(RECORDED DATA)
○ ○ ○ ○ ○ ○ ○
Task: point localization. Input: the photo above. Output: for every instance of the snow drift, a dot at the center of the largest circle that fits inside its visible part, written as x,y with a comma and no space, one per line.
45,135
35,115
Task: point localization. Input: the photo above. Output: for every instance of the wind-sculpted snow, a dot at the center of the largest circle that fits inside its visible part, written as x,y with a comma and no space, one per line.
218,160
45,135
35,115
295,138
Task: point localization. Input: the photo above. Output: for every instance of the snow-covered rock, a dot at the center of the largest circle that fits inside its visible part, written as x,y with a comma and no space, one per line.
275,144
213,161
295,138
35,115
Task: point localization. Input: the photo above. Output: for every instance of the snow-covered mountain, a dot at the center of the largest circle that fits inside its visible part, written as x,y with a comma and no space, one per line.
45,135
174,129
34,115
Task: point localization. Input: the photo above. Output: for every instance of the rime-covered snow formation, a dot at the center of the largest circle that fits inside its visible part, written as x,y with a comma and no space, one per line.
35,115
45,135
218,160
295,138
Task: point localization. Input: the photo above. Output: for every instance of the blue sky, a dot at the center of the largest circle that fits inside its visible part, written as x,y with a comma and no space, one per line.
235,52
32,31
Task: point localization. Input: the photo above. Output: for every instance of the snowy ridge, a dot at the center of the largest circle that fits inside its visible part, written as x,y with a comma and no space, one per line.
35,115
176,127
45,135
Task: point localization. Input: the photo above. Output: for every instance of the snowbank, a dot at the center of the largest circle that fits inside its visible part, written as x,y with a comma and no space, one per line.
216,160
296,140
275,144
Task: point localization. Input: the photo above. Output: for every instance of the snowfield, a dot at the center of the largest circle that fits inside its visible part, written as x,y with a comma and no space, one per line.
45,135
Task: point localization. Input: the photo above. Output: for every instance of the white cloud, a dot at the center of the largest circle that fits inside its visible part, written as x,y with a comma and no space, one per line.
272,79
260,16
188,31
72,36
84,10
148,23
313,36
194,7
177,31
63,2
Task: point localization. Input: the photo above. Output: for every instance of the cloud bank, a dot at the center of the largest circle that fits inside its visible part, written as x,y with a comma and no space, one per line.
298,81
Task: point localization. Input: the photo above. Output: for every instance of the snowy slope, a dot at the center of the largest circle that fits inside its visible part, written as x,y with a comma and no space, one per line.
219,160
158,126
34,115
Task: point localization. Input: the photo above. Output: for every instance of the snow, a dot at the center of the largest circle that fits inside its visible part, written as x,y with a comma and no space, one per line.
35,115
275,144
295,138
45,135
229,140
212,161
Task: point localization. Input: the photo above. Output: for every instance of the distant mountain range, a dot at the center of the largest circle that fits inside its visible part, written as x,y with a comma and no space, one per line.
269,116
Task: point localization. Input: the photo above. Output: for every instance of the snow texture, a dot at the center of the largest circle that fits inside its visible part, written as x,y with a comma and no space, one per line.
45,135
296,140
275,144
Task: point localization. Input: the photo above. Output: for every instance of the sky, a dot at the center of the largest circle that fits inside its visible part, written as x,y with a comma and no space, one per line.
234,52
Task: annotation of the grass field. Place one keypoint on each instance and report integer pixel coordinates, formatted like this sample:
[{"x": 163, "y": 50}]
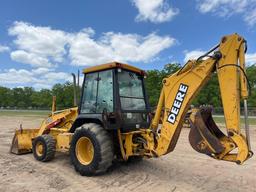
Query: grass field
[{"x": 41, "y": 113}]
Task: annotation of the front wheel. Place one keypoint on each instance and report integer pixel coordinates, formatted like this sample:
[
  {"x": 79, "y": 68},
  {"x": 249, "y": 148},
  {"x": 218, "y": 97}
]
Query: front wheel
[{"x": 91, "y": 149}]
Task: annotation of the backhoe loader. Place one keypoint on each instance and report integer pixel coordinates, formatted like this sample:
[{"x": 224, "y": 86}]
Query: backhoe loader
[{"x": 114, "y": 121}]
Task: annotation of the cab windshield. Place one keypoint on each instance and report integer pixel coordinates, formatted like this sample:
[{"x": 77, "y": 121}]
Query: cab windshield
[{"x": 131, "y": 91}]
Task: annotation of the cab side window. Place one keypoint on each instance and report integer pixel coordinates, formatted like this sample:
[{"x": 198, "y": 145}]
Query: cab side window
[{"x": 98, "y": 92}]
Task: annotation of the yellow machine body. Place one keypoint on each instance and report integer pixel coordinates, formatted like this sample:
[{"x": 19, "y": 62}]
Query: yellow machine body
[
  {"x": 57, "y": 124},
  {"x": 178, "y": 91}
]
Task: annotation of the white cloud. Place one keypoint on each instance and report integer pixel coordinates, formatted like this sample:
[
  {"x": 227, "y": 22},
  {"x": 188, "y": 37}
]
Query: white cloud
[
  {"x": 84, "y": 50},
  {"x": 30, "y": 58},
  {"x": 250, "y": 58},
  {"x": 4, "y": 49},
  {"x": 46, "y": 47},
  {"x": 38, "y": 78},
  {"x": 37, "y": 45},
  {"x": 227, "y": 8},
  {"x": 189, "y": 55},
  {"x": 156, "y": 11}
]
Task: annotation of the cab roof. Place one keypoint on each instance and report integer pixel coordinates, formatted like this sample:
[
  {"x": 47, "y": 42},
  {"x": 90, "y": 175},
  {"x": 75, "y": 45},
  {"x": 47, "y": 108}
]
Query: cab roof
[{"x": 113, "y": 65}]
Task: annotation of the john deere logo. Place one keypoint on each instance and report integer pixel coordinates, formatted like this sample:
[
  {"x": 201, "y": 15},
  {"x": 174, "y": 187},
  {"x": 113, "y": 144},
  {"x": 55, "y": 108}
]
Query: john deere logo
[{"x": 177, "y": 103}]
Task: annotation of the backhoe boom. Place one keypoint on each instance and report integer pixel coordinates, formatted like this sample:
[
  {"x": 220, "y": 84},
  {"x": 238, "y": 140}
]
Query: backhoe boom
[{"x": 180, "y": 88}]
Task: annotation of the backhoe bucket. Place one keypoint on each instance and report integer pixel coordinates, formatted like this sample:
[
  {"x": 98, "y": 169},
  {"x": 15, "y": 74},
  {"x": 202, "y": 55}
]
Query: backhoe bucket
[
  {"x": 204, "y": 135},
  {"x": 22, "y": 141}
]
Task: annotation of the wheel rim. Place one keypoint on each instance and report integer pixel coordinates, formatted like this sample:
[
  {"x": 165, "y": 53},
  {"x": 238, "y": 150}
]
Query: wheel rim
[
  {"x": 39, "y": 149},
  {"x": 84, "y": 150}
]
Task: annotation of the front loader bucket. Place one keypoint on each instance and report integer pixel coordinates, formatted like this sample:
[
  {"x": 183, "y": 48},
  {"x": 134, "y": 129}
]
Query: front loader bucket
[
  {"x": 204, "y": 135},
  {"x": 22, "y": 141}
]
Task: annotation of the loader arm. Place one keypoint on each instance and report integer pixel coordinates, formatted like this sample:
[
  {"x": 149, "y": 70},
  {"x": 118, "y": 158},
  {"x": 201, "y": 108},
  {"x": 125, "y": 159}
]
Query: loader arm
[{"x": 180, "y": 88}]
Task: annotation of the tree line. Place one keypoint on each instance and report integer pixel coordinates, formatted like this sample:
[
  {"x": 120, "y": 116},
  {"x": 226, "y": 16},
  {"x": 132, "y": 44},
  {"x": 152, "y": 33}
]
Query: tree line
[{"x": 29, "y": 98}]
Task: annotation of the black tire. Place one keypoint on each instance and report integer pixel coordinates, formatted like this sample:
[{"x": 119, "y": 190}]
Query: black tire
[
  {"x": 48, "y": 144},
  {"x": 102, "y": 146}
]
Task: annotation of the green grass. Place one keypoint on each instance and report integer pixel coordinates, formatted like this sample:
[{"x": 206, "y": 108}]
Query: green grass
[
  {"x": 252, "y": 121},
  {"x": 24, "y": 113}
]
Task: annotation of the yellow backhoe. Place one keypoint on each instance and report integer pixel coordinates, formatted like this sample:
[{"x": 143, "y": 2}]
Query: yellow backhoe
[{"x": 114, "y": 121}]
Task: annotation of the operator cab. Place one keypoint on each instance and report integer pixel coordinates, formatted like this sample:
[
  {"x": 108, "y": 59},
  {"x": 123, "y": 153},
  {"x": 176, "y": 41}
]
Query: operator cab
[{"x": 114, "y": 94}]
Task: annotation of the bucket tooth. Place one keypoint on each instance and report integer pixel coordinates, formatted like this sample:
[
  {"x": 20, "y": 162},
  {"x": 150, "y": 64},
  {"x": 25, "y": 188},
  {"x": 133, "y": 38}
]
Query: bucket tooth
[{"x": 204, "y": 135}]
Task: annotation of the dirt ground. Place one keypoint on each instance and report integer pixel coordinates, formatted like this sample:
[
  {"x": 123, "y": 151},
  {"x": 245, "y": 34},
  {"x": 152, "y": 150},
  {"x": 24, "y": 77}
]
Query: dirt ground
[{"x": 182, "y": 170}]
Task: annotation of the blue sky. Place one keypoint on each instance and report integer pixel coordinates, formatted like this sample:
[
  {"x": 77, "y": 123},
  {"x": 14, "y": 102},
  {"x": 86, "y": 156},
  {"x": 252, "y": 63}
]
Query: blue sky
[{"x": 42, "y": 42}]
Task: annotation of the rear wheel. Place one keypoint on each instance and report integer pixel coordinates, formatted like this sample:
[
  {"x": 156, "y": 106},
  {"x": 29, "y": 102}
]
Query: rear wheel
[
  {"x": 91, "y": 149},
  {"x": 44, "y": 148}
]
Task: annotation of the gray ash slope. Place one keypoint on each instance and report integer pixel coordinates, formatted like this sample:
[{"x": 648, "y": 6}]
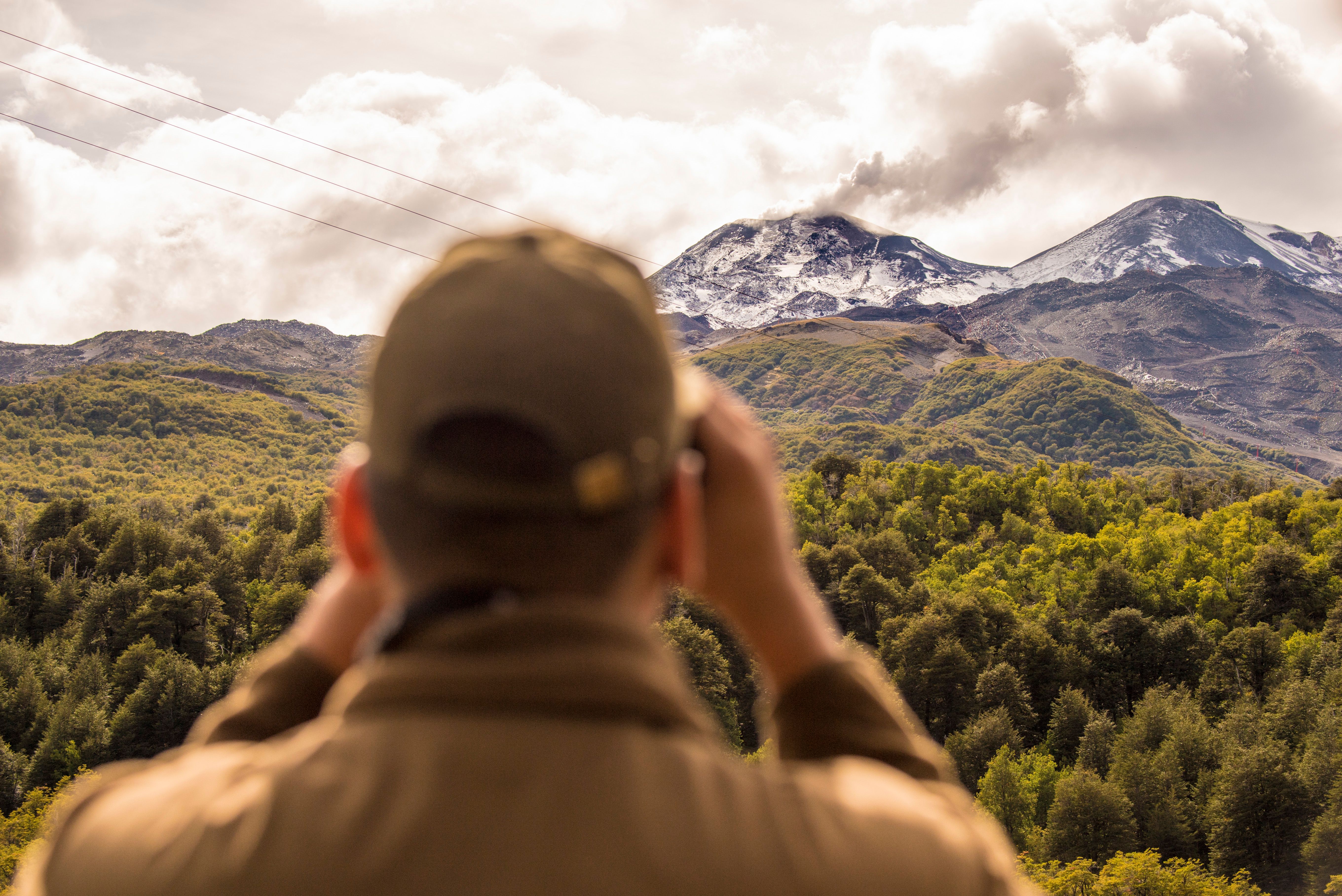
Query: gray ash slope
[
  {"x": 276, "y": 347},
  {"x": 1246, "y": 352},
  {"x": 752, "y": 273},
  {"x": 1168, "y": 233}
]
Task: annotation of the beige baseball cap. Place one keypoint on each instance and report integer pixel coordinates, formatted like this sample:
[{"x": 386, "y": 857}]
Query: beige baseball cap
[{"x": 531, "y": 375}]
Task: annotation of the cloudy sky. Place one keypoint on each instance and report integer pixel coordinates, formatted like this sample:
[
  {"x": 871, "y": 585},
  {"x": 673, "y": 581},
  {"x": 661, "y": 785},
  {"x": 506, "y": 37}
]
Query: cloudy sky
[{"x": 991, "y": 129}]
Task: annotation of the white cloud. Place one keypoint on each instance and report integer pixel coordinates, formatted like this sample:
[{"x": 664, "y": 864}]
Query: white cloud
[
  {"x": 355, "y": 9},
  {"x": 549, "y": 15},
  {"x": 1114, "y": 101},
  {"x": 729, "y": 49},
  {"x": 991, "y": 133}
]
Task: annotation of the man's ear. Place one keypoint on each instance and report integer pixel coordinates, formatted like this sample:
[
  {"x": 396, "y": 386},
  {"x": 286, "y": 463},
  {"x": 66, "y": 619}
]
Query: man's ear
[
  {"x": 352, "y": 516},
  {"x": 684, "y": 550}
]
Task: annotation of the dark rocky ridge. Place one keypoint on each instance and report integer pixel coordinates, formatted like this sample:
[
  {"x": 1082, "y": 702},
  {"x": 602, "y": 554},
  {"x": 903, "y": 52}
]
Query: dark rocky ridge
[
  {"x": 276, "y": 347},
  {"x": 1246, "y": 352}
]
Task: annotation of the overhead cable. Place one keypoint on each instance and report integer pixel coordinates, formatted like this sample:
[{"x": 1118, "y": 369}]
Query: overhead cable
[{"x": 316, "y": 221}]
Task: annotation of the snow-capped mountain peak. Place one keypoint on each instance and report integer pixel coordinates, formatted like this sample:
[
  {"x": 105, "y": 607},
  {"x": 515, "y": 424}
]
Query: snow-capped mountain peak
[
  {"x": 1168, "y": 233},
  {"x": 752, "y": 272}
]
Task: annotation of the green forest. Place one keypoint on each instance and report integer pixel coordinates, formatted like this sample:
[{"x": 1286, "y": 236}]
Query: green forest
[{"x": 1137, "y": 670}]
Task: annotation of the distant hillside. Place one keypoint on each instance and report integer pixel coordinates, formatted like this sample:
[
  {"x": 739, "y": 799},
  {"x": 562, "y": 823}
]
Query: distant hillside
[
  {"x": 127, "y": 435},
  {"x": 1245, "y": 352},
  {"x": 918, "y": 392},
  {"x": 753, "y": 273},
  {"x": 289, "y": 347}
]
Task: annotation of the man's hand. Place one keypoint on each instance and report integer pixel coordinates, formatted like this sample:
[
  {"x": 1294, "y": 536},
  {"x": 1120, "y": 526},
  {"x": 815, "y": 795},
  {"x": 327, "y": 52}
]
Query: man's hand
○ ○ ○ ○ ○ ○ ○
(DO THIS)
Retype exactly, please, each line from the line that contains "Task: annotation of the dark" through the last line of the entries above, with nothing added.

(OUTPUT FOR THIS TASK)
Task: annotation of the dark rocky ridge. Place one keypoint on each instance and report integer pixel coordinates, formatted like this sample:
[
  {"x": 1082, "y": 702},
  {"x": 602, "y": 554},
  {"x": 903, "y": 52}
]
Query: dark rocky ridge
[
  {"x": 276, "y": 347},
  {"x": 1246, "y": 352}
]
Task: annotation of the overhead cable. Place one keypoint on each instance and report integer pixel coordinates, formatted like this sample:
[{"x": 1118, "y": 369}]
Query: overhead cable
[{"x": 316, "y": 221}]
Task: annotation of the snow-capped mountain peak. Place one keypoint on each instance and report integer pixel coordinates, formatted like this sample:
[
  {"x": 105, "y": 607},
  {"x": 515, "y": 424}
]
Query: snow-capped mountain peak
[
  {"x": 1168, "y": 233},
  {"x": 752, "y": 272}
]
Task: annotation of the green forest. Place one keypoint on each instance and report integer pixel coordinates, formatted like this sample:
[{"x": 1286, "y": 236}]
Query: green forest
[{"x": 1137, "y": 670}]
Task: annotation of the distant hillside. Place one keypoint on each instance and report integer pixel coordinates, formatted like this sample:
[
  {"x": 739, "y": 799},
  {"x": 562, "y": 823}
]
Query: distant hillside
[
  {"x": 127, "y": 435},
  {"x": 1245, "y": 352},
  {"x": 918, "y": 392},
  {"x": 753, "y": 273},
  {"x": 289, "y": 347}
]
Task: annotation of the man's hand. Place one keypoint on each instance and report integer pixel coordinates, formatted like this sample:
[
  {"x": 1294, "y": 536},
  {"x": 1120, "y": 526},
  {"x": 815, "y": 795},
  {"x": 327, "y": 52}
]
Query: man's hand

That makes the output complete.